SELECTED PASSAGE —

= = = = = = =

That's not to say that you should not consult your pedi and see if you could have a birth to 3 evaluation. It may ease your mind and give you some valuable suggestions.

I also have a niece that has social anxiety, she's been in therapy since age 6 and she's now 11. It's not to be confused with shyness, she is very social, but gets anxious that she might not be pleasing someone or doing something right. Although other kids with social anxiety can be so afraid (not shy) that they don't want to socialize within groups at all.

Can he tell you anything that he likes/dislikes about school? You might be able to help just by opening up some conversation with him too - there could be some things that he doesn't like that he could tell you and you may be able to work on it with the school.

Good luck, I hope things work out for him.

1 mom found this helpful

Hi M.-
What happened to the days when children could just be shy without there being so much speculation. Do you see a problem with your son's behavior? Your son is two years old. He's probably only been in school since September. It takes some time to adjust. Is he usually around alot of other children when he's not in school? Is he an only child? Does he have any speech problems? Does the teacher encourage him to play with the other children? Did he have any separation anxiety on his first day of school?
If you feel there may be a problem, you can call Early Intervention and have him evaluated.
Hope this helps-
K.

= = = = = = =

SUPPLIED INFORMATION —
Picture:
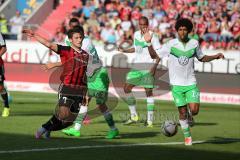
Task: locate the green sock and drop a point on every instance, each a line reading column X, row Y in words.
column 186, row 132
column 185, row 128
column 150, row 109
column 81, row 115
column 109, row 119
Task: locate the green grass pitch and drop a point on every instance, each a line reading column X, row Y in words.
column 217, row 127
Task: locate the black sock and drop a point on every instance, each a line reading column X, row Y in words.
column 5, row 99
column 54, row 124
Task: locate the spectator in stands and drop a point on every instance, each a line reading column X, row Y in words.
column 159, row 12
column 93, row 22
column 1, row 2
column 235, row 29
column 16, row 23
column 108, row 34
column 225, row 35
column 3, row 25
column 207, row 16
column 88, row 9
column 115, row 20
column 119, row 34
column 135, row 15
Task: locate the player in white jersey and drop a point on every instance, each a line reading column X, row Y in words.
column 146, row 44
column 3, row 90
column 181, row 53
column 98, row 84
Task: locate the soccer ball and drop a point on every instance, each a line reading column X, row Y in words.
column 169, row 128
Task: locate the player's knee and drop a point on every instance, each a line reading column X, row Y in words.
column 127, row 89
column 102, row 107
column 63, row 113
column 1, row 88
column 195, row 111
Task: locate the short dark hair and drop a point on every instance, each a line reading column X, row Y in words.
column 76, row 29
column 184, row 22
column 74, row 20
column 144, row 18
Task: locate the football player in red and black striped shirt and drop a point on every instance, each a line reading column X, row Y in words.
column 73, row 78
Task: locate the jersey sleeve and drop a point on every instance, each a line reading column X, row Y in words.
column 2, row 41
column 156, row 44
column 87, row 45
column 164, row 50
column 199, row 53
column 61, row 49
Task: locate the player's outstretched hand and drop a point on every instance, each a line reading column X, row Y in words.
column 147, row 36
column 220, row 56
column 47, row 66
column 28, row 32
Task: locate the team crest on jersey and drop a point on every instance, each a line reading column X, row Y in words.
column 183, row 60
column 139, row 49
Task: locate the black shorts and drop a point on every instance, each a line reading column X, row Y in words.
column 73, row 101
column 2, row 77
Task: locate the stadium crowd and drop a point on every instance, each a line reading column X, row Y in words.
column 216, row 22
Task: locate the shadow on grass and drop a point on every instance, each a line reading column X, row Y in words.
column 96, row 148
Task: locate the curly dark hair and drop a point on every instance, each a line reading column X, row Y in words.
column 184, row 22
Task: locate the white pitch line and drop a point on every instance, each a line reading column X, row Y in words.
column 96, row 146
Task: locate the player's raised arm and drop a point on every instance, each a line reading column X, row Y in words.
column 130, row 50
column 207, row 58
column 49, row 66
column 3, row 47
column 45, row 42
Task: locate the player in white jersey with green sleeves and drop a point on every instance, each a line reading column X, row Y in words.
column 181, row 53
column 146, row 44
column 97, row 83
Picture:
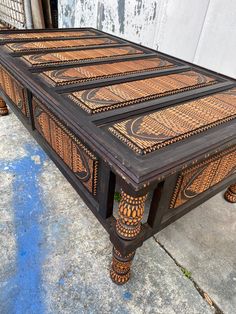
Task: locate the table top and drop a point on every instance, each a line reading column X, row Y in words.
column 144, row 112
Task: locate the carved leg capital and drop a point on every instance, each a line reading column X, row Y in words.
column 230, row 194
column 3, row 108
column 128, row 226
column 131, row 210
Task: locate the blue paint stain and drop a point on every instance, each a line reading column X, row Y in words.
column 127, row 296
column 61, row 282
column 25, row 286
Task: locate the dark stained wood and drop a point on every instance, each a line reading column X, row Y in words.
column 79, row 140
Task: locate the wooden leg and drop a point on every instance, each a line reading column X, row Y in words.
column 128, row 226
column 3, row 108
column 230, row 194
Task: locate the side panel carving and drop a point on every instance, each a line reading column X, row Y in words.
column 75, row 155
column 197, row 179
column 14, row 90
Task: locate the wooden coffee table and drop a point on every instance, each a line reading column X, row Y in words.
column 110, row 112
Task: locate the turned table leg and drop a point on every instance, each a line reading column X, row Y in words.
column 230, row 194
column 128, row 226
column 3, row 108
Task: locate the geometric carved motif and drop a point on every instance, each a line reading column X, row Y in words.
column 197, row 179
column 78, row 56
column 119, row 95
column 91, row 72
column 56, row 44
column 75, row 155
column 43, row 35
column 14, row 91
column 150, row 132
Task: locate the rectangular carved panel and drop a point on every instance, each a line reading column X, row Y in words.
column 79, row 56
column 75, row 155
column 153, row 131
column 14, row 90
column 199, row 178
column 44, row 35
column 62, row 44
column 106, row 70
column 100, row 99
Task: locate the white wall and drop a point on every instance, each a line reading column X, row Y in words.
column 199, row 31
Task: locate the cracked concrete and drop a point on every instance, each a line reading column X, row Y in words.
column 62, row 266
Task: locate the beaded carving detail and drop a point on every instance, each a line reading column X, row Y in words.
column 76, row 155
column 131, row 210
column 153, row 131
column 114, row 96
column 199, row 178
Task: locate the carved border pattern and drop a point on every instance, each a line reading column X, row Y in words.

= = = = = = =

TASKS TO COMPLETE —
**A.** According to the parenting advice about a shy two-year-old, whom can the parent call to have the son evaluated?
**B.** Go on with the parenting advice about a shy two-year-old from the point where it stops.

ANSWERS BY ITEM NUMBER —
**A.** Early Intervention.

**B.**
1 mom found this helpful

M., I'm not expert. I have a 4 y.o, though, and have seen several of his classmates having more problems dealing with other children than with adults. For example I volunteered to help recently in his pre-school and the 2 girls that NEVER interact with the other kids took to me in a matter of minutes. Same thing happened with a extremely active boy (potential ADD)in that class. He hugs me now every time he sees me... but tends to ignore his classmates and do his own thing all the time.
They probably have a "label" for that kind of "Kid-Shy" behavior.To me, as long as a kid shows emotions, everything is fine. I was the Nanny of an autistic boy some years ago and I just couldn't cope with the lack of emotional response from him.It was just too hard.
I've also been teaching Spanish to homeschoolers. Some of them had also an initial problem with shyness when they were younger but overgrew it later on (they are all in regular school now). The trick is to keep exposing them to society in comfortable doses until they feel able to cope with it.
So, definitely, I would check with your Ped so he/she can give you some expert advice but I wouldn't worry too much, some kids are just observers, which is a great quality to have later in life.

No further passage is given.